» **Your goal**
Reproduce the whole listing below word for word, keeping every line unchanged.

» **Records for the task**
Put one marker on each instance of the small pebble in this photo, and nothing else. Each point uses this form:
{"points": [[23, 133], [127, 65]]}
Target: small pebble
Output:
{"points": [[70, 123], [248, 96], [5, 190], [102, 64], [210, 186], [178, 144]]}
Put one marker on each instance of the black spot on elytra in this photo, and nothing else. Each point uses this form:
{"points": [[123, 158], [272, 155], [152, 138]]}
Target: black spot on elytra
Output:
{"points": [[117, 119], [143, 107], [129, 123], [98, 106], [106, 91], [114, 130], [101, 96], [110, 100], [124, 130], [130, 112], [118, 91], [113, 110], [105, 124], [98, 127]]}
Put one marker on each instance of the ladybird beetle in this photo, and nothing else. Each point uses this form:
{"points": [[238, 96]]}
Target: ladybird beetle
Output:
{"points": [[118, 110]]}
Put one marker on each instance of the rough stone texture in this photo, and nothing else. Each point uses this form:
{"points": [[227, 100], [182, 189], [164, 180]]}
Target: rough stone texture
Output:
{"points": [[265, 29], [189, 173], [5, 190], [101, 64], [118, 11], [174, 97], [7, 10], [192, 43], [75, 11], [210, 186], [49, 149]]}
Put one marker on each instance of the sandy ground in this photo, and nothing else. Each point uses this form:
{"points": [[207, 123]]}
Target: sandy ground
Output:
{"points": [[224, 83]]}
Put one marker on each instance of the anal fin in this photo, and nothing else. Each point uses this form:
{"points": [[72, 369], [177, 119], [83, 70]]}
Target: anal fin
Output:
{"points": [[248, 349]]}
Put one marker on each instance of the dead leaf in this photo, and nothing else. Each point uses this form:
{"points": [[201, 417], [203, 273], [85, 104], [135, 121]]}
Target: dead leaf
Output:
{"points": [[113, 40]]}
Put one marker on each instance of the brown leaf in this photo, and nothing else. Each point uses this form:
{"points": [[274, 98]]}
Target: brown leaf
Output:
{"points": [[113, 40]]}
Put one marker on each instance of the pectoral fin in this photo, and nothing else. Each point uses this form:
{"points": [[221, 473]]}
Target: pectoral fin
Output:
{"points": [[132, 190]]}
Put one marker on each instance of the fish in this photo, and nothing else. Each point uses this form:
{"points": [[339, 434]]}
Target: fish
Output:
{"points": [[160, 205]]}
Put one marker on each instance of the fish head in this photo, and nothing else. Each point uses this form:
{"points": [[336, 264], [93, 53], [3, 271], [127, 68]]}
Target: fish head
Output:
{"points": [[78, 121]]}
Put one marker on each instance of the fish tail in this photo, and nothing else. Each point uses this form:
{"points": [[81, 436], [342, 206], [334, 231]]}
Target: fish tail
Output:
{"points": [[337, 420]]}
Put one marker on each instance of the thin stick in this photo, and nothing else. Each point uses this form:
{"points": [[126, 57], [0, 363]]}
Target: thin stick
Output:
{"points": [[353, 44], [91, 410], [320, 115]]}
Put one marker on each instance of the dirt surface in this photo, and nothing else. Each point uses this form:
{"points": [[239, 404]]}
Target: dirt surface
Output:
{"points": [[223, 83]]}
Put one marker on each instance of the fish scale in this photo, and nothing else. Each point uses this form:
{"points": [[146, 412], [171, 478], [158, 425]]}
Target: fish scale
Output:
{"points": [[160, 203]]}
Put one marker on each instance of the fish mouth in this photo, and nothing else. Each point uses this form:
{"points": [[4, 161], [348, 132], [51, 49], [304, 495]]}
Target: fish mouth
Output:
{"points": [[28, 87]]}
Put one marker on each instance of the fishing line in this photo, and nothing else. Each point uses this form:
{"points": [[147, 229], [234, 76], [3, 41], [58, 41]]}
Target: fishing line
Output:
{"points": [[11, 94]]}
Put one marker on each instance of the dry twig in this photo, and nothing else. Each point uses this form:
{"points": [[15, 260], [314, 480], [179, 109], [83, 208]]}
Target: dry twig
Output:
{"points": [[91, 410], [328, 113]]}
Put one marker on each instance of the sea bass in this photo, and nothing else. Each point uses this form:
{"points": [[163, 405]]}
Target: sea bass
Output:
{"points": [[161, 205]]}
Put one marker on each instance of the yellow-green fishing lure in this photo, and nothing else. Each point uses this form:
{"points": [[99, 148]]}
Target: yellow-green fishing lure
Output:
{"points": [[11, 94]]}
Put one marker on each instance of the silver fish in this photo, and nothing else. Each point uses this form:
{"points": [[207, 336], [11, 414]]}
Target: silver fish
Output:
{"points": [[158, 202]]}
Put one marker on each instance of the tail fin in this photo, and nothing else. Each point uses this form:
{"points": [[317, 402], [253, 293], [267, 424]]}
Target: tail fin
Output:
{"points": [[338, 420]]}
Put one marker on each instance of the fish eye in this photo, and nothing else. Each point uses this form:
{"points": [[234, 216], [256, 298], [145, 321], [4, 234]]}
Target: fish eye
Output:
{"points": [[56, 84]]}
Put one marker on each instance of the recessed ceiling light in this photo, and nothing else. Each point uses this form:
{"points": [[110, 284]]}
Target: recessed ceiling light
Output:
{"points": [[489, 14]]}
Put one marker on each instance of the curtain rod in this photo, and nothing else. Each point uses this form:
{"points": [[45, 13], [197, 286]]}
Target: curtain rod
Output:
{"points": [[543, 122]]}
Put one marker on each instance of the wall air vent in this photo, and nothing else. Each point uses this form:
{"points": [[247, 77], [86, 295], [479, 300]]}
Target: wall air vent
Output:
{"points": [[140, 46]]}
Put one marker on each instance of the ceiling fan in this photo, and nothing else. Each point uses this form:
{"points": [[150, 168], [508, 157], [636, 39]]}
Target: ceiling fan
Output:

» **Response for this exercise**
Put one marker on each instance of the small pebble in this photo, and nothing else. Each point uses this form:
{"points": [[23, 133], [127, 65]]}
Target: small pebble
Output:
{"points": [[70, 123], [248, 96], [5, 190], [102, 64], [210, 186], [178, 144]]}
Put one marker on each instance of the black spot on elytra in this photo, and nothing else. Each point uses this form:
{"points": [[123, 158], [272, 155], [152, 138]]}
Target: black spot on elytra
Output:
{"points": [[117, 119], [143, 107], [129, 123], [98, 106], [106, 91], [114, 130], [101, 96], [110, 100], [124, 130], [130, 112], [118, 91], [113, 110], [105, 124], [98, 127]]}
Put one marker on each instance of the ladybird beetle in this photo, and nothing else. Each point uses this form:
{"points": [[238, 96]]}
Target: ladybird beetle
Output:
{"points": [[118, 110]]}
Put one marker on each instance of the rough stone texture in this photo, and nothing else. Each point uses this form:
{"points": [[227, 100], [182, 189], [164, 180]]}
Target: rough stone texture
Output:
{"points": [[265, 29], [189, 173], [5, 190], [101, 64], [118, 11], [174, 97], [7, 10], [192, 43], [75, 11], [210, 186], [49, 149]]}
Put one marker on each instance of the sandy ground in this photo, and nothing else. Each point uses this form:
{"points": [[207, 123]]}
Target: sandy ground
Output:
{"points": [[224, 83]]}
Put one marker on each instance of the anal fin in this photo, and nothing else. Each point uses this form:
{"points": [[72, 369], [177, 119], [83, 70]]}
Target: anal fin
Output:
{"points": [[248, 349]]}
Put one marker on each instance of the dead leaf in this photo, and nothing else. Each point uses this form:
{"points": [[201, 417], [203, 273], [85, 104], [135, 121]]}
Target: dead leaf
Output:
{"points": [[113, 40]]}
Put one marker on each instance of the brown leaf in this photo, and nothing else. Each point uses this form:
{"points": [[274, 98]]}
Target: brown leaf
Output:
{"points": [[113, 40]]}
Put one marker on each instance of the pectoral fin in this photo, and nothing else. Each point uses this form:
{"points": [[221, 473]]}
Target: pectoral fin
Output:
{"points": [[132, 190]]}
Put one marker on each instance of the fish in this photo, and nothing else. Each point uses this form:
{"points": [[339, 434]]}
Target: fish
Output:
{"points": [[160, 205]]}
Put one marker on each instance of the fish head in this photo, and nothing else. Each point uses this form:
{"points": [[336, 264], [93, 53], [3, 271], [127, 68]]}
Target: fish head
Output:
{"points": [[78, 121]]}
Put one marker on each instance of the fish tail in this photo, and nothing else. Each point uses this form:
{"points": [[81, 436], [342, 206], [334, 231]]}
Target: fish tail
Output:
{"points": [[337, 420]]}
Put one marker on each instance of the thin stick in this photo, and nothing else. Each point uses this form:
{"points": [[126, 57], [0, 363]]}
Target: thin stick
Output:
{"points": [[353, 44], [91, 410], [320, 115]]}
Put one marker on each instance of the dirt surface in this photo, and nothing else. Each point uses this form:
{"points": [[239, 404]]}
Target: dirt surface
Output:
{"points": [[223, 83]]}
Put one marker on each instance of the fish scale in this photo, and nothing else. Each point uses this form:
{"points": [[146, 412], [171, 478], [158, 425]]}
Target: fish scale
Output:
{"points": [[160, 203]]}
Put one marker on each instance of the fish mouth in this photo, and nothing else. Each point uses this form:
{"points": [[4, 161], [348, 132], [51, 49], [304, 495]]}
Target: fish mouth
Output:
{"points": [[28, 87]]}
Put one marker on each instance of the fishing line in this photo, and nothing else. Each point uses this form:
{"points": [[147, 229], [234, 76], [3, 41], [58, 41]]}
Target: fishing line
Output:
{"points": [[11, 94]]}
Put one marker on each instance of the dry twig in this photo, and nothing else. Each point uses this form:
{"points": [[15, 260], [314, 480], [179, 109], [83, 208]]}
Target: dry twig
Output:
{"points": [[91, 410], [328, 113]]}
Put one marker on each instance of the sea bass in this photo, and nothing else. Each point uses this form:
{"points": [[163, 405]]}
Target: sea bass
Output:
{"points": [[161, 205]]}
Put one marker on each instance of the yellow-green fishing lure in this photo, and nothing else. Each point uses this form:
{"points": [[99, 148]]}
Target: yellow-green fishing lure
Output:
{"points": [[11, 94]]}
Put one marker on each instance of the silver fish in this photo, and nothing else. Each point uses this form:
{"points": [[207, 336], [11, 414]]}
Target: silver fish
Output:
{"points": [[158, 202]]}
Put one marker on each instance of the tail fin in this photo, and nothing else. Each point uses this form:
{"points": [[317, 402], [253, 293], [267, 424]]}
Target: tail fin
Output:
{"points": [[338, 420]]}
Put one marker on each instance of the fish eye in this photo, and nothing else. Each point uses this form:
{"points": [[234, 216], [256, 298], [145, 321], [4, 234]]}
Target: fish eye
Output:
{"points": [[56, 84]]}
Put one marker on each instance of the recessed ceiling light in this photo, and nothing else. Each point uses this form:
{"points": [[110, 284]]}
Target: recessed ceiling light
Output:
{"points": [[489, 14]]}
Put one marker on each instance of the curtain rod in this photo, and nothing else. Each point uses this form:
{"points": [[45, 13], [197, 286]]}
Target: curtain rod
Output:
{"points": [[543, 122]]}
Put one marker on each instance of the wall air vent in this photo, and nothing else. Each point uses this form:
{"points": [[247, 77], [86, 295], [479, 300]]}
Target: wall air vent
Output:
{"points": [[140, 46]]}
Put one marker on each instance of the ceiling fan in this photo, and nothing else. Each point uses this form:
{"points": [[150, 168], [508, 157], [636, 39]]}
Target: ceiling fan
Output:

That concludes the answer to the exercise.